Work to complete:
Write out the line with "the red car" and every later line through the end of the data below, exactly as given, with no pictures in the copy.

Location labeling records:
━━━━
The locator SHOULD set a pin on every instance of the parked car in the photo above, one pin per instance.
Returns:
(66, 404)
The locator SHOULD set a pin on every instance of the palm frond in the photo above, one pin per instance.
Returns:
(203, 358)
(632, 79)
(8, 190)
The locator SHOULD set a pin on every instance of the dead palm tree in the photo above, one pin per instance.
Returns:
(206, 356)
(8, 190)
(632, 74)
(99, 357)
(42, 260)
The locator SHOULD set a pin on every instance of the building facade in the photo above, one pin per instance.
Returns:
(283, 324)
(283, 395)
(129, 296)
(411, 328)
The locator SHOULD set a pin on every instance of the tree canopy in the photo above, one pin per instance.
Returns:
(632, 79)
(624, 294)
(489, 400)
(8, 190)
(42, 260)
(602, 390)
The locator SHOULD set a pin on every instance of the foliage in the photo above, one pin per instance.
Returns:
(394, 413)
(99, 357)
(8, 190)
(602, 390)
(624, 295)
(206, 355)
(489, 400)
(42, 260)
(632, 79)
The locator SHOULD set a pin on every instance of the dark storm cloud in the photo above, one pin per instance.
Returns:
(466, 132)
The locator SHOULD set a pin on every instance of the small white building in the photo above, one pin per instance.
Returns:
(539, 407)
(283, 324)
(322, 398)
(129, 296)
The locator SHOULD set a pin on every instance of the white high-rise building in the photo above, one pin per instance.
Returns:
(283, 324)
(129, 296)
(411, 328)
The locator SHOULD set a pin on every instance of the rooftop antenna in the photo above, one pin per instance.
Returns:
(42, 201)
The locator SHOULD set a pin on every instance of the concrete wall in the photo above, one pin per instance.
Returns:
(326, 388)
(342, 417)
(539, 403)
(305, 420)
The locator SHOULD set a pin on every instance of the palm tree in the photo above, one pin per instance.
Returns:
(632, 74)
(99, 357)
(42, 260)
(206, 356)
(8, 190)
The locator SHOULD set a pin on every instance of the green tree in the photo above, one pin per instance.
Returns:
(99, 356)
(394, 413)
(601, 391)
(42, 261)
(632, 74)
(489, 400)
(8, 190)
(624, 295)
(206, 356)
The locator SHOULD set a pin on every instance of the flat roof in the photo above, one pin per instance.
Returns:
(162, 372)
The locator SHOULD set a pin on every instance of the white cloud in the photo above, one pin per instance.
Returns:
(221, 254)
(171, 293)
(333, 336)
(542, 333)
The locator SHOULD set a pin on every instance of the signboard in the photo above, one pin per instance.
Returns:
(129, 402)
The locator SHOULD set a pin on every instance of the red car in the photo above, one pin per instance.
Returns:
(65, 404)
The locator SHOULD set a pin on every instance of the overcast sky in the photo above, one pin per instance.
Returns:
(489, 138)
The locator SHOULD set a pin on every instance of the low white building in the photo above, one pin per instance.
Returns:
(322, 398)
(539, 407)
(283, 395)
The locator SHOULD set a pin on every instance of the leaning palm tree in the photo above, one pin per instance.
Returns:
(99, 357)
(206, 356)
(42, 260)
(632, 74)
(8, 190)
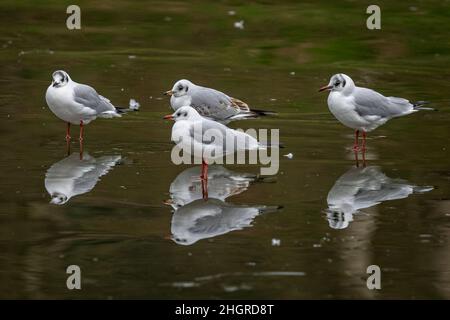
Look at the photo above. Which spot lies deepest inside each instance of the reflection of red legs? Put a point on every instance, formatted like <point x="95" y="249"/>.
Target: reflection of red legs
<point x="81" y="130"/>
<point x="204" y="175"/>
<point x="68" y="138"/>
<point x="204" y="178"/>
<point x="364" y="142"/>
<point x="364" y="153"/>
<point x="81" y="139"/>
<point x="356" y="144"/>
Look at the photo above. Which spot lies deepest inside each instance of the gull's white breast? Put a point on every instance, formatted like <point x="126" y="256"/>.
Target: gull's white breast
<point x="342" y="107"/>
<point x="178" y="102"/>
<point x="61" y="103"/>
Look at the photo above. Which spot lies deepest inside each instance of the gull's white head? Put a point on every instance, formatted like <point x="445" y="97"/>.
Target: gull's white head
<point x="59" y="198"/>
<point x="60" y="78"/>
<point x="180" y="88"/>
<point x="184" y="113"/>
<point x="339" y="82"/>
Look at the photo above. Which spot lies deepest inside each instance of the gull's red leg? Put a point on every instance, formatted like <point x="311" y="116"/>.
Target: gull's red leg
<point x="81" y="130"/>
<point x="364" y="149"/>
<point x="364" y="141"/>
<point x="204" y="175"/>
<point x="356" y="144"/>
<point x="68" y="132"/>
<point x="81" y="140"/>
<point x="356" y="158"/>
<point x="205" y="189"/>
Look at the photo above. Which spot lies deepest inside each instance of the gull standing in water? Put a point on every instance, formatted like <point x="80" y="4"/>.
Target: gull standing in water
━━━━
Answer below:
The locator SHOULD set a pin on every instance of the red car in the photo above, one pin per instance.
Returns:
(65, 404)
The locator SHOULD set a pin on every instance of the overcast sky in the photo above, one pin per instance.
Returns:
(489, 138)
The locator SHOULD set a pin on every instance of the low white building in the photo above, one pin per instance.
Returns:
(322, 398)
(539, 407)
(283, 395)
The locator SHOULD set a pin on every instance of the leaning palm tree in the photo above, one pin per instance.
Returns:
(99, 357)
(206, 356)
(42, 260)
(632, 74)
(8, 190)
Look at the photo above. Which spot lies deepest inside each instance of the reflection of red legs? Put a point on every instance, formatted like <point x="95" y="249"/>.
Target: reflection of red legs
<point x="81" y="130"/>
<point x="204" y="175"/>
<point x="68" y="138"/>
<point x="204" y="178"/>
<point x="364" y="142"/>
<point x="364" y="153"/>
<point x="81" y="139"/>
<point x="356" y="144"/>
Look at the photo above. Which spot lies deepest inside each instance of the gull's white breast? Put a point on every instance, formatted like <point x="126" y="256"/>.
Target: gull's white breast
<point x="342" y="107"/>
<point x="178" y="102"/>
<point x="61" y="103"/>
Look at the photo above. Which spot lies deepest inside each instance of the gull's white head? Put a point on every instance, formatted like <point x="445" y="97"/>.
Target: gull's white head
<point x="59" y="198"/>
<point x="60" y="78"/>
<point x="180" y="88"/>
<point x="184" y="113"/>
<point x="339" y="82"/>
Look at the photo above. Which spot lies deepest inside each instance of the gull's red leg? Put a point on every instance, formatted like <point x="311" y="116"/>.
Target: gull's red leg
<point x="81" y="130"/>
<point x="364" y="149"/>
<point x="364" y="141"/>
<point x="204" y="175"/>
<point x="356" y="144"/>
<point x="68" y="132"/>
<point x="81" y="140"/>
<point x="356" y="158"/>
<point x="205" y="189"/>
Look at the photo above. Which spot lies deepest inside each instance of the gull standing in water? Put a point on every instance, formatted like <point x="80" y="4"/>.
Target: gull standing in water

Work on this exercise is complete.